Extrait du document -
○ ○ ○ ○ ○

C’est de votre justice, Monseigneur, de cette justice qui doit faire le bonheur de la France, parce qu’elle prescrit l’égalité dans la répartition des impôts et qu’elle n’est arrêtée par aucunes considérations particulières, lorsqu’elles ne tendent pas au vrai bien, que le Sonnois attend le droit d’avoir des représentants aux États-Généraux. Les suppliants font des vœux bien sincères pour la prospérité de votre grandeur, et pour l’exécution de ses précieux et salutaires projets.
Pélisson de Gennes, bailli du Sonnois, Ignard Gombaudière, avocat membre du district de Mamers, Hardouin, avocat au Parlement, membre du bureau du district, Le Tondeur, D M curé de Mamers. »[6]
Dans le même temps le sénéchal de Beaumont, marquis de Tilly, envoyait lui aussi, le 1er février 1789, un courrier à Necker, qu’il redoublait d’une seconde lettre le 19 du même mois. D’un ton tout à fait différent de celui de la lettre du district de Mamers et pleins de morgue aristocratique ces courriers furent sans effet ( voir en annexe ci-dessous ), la Sénéchaussée de Beaumont-le-Vicomte resta secondaire. Il en fut de même d’ailleurs dans le Saosnois, malgré la longue supplique du Sieur « district », Mamers resta baillage secondaire.
Dans sa seconde lettre, le Sénéchal de Beaumont se montrait condescendant avec les simples baillages comme Mamers ce qui traduisait peut-être un conflit entre les deux institutions à propos des limites respectives de leurs ressorts, conflit tout à fait exemplaire de l’imbrication inextricable des structures judiciaires et plus largement administratives de ce qui deviendra sous peu « l’ancien régime ».
Annexe : Courriers du Sénéchal de Beaumont à Necker.
Lettre du premier février 1789 :
« Monseigneur
J’ai l’honneur d’être grand sénéchal d’épée au baillage de Beaumont-le-Vicomte, provin du Maine, et comme tel, j’ai le droit incontestable de convoquer au besoin l’arrière ban, ainsi que de convoquer et présider l’assemblée baillagère qu’il me paraît dans les intention du Roi, d’ordonner incessamment dans tout son royaume.
D’après cela, Monseigneur, je crois pouvoir me flatter que vous voudrez bien m’intimer immédiatement les ordres de Sa Majesté, de manière à ce que je puisse moi-même les reporter et notifier à tems pour que ses intentions et les vôtres puissent être ponctuellement remplies.

○ ○ ○ ○ ○

Consigne 1 - D'après l'extrait, à quelle date le marquis de Tilly envoya-t-il sa seconde lettre à Necker ?
Consigne 2 - Recopiez mot pour mot le passage de l'extrait qui commence par « Annexe : Courriers » et se termine par « être ponctuellement remplies. ».

○ ○ ○ ○ ○

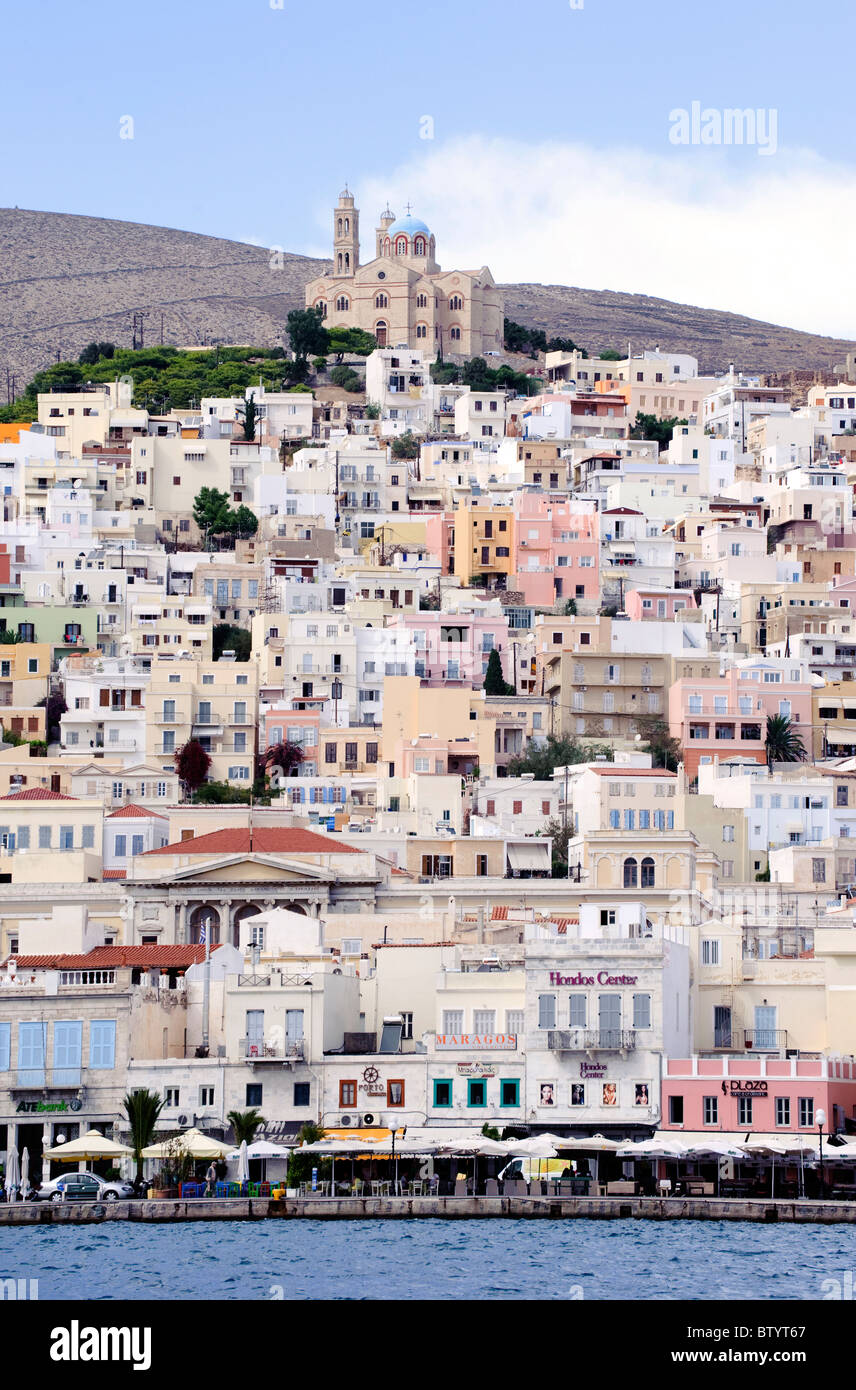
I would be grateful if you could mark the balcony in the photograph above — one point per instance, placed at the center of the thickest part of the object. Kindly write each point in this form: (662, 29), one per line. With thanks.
(259, 1051)
(592, 1040)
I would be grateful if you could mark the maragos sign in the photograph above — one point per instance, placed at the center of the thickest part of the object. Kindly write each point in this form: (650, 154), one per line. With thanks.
(602, 977)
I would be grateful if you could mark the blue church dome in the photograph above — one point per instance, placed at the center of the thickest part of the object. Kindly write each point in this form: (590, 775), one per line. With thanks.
(409, 227)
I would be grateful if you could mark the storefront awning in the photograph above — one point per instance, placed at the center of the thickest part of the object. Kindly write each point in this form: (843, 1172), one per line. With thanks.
(530, 856)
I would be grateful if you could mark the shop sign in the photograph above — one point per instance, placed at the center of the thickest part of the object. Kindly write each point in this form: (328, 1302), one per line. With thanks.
(42, 1107)
(602, 977)
(477, 1041)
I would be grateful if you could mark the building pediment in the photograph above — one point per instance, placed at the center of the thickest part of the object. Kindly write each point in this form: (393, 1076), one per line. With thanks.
(249, 869)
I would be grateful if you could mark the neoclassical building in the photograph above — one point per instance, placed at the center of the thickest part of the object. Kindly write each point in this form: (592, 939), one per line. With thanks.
(402, 296)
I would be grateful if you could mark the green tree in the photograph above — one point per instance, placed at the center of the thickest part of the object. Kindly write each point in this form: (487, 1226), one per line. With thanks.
(664, 749)
(783, 741)
(559, 751)
(307, 335)
(249, 417)
(243, 521)
(229, 638)
(142, 1109)
(211, 512)
(651, 427)
(406, 446)
(245, 1125)
(192, 765)
(495, 681)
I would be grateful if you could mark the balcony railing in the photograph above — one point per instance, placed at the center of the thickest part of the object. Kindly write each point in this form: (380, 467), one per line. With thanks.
(592, 1040)
(256, 1050)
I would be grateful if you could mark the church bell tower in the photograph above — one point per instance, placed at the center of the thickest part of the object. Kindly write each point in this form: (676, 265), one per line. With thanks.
(346, 236)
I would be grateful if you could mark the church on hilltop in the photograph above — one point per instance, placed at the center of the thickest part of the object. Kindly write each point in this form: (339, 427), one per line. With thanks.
(402, 296)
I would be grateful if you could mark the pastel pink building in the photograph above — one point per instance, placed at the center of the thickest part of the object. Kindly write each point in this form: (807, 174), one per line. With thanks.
(453, 648)
(724, 716)
(662, 605)
(439, 540)
(762, 1094)
(556, 551)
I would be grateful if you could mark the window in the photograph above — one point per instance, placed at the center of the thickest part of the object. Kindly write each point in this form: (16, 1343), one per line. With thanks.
(477, 1094)
(509, 1093)
(442, 1096)
(641, 1011)
(102, 1044)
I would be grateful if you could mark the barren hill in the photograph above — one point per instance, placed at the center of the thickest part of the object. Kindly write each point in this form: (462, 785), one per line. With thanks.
(67, 280)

○ ○ ○ ○ ○

Réponse finale 1 - Le 19 février 1789.

Réponse finale 2 -
Annexe : Courriers du Sénéchal de Beaumont à Necker.
Lettre du premier février 1789 :
« Monseigneur
J’ai l’honneur d’être grand sénéchal d’épée au baillage de Beaumont-le-Vicomte, provin du Maine, et comme tel, j’ai le droit incontestable de convoquer au besoin l’arrière ban, ainsi que de convoquer et présider l’assemblée baillagère qu’il me paraît dans les intention du Roi, d’ordonner incessamment dans tout son royaume.
D’après cela, Monseigneur, je crois pouvoir me flatter que vous voudrez bien m’intimer immédiatement les ordres de Sa Majesté, de manière à ce que je puisse moi-même les reporter et notifier à tems pour que ses intentions et les vôtres puissent être ponctuellement remplies.